**ACTIVITY**
Nothing in the entries below may be altered; print them as they stand.

================================

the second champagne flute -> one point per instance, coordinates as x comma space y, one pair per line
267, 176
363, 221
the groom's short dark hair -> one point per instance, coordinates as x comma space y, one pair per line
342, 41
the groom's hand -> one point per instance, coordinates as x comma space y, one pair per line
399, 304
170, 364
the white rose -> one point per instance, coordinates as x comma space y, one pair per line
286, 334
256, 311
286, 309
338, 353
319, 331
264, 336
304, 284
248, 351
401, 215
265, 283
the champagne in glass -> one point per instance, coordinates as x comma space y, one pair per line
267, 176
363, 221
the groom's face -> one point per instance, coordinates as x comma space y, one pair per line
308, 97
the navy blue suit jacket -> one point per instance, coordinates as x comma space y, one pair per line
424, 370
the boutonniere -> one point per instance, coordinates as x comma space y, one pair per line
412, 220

================================

**TASK RESULT**
the second champagne flute -> one point per instance, coordinates as x comma space y, one pair per line
267, 176
363, 221
the groom's short dark hair -> one point per instance, coordinates as x comma space y, one pair per line
342, 41
the groom's hand -> one point per instance, coordinates as x comma space y, one pair per line
399, 304
170, 364
the white rose -> one point per instance, coordinates as x comma space y, one pair per line
286, 334
256, 311
286, 309
338, 353
319, 331
264, 336
304, 284
248, 351
401, 215
265, 283
the champagne in glass -> one point per instance, coordinates as x comma space y, one pair per line
267, 176
363, 221
the groom's face -> one point per instance, coordinates as x comma space y, one pair per line
308, 97
the navy blue suit jacket -> one point per instance, coordinates as x comma space y, one pair per line
424, 370
the boutonniere -> one point per instance, coordinates as x comma space y, one pair per line
412, 220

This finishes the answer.